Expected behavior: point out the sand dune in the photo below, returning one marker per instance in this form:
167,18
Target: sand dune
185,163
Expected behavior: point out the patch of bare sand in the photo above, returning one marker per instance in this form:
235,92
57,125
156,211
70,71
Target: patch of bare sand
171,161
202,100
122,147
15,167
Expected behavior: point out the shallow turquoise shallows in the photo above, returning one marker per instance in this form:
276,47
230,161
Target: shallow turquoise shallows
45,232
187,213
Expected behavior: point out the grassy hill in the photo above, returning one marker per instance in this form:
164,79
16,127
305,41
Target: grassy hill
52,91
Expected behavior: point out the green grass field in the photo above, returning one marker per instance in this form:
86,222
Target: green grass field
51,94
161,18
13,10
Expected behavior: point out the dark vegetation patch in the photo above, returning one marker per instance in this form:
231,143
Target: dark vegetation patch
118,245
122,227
...
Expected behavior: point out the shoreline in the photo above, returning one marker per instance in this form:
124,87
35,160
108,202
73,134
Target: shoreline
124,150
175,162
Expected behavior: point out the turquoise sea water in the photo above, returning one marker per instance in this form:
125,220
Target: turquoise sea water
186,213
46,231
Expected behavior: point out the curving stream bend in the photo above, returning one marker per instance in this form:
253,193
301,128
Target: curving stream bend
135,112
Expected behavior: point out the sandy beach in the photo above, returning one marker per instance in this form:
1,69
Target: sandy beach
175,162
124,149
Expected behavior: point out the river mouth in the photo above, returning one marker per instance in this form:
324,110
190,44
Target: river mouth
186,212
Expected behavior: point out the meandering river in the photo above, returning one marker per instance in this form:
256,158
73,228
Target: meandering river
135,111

_YOUR OBJECTIVE_
Search the data for the string "returning" and copy out every line where it is found.

_PROBLEM SOLUTION_
Expected behavior: point out the sand dune in the photo below, returning one marker per instance in this form:
Expected behavior: point out the patch of bare sand in the photo above, returning one marker per instance in this form:
Expected behavior: point out the shallow turquoise shallows in the photo above, returning one marker per instance in this form:
Expected behavior: point out the grassy hill in the photo above, returning one marker per instance in this form:
Expected behavior: point out the green grass field in the photo above, returning one marker per instance in this form:
Expected behavior: point out the dark vegetation patch in the photo above, returning one marker per instance in this form:
Expected behavior: point out the shoreline in the photo above, returning one marker per instance in this form:
Expected behavior: point out the turquoise sea water in the photo above, returning one marker per instance in this form:
Expected behavior: point out the curving stream bend in the photo above, returning one marker per instance in this form:
Expected behavior: point out the sandy beach in the photo above, returning one marker per instance in this form:
Expected behavior: point out the river mouth in the photo above, returning one marker per instance in this form:
Expected behavior: point out the meandering river in the photo above, returning one marker per instance in this form:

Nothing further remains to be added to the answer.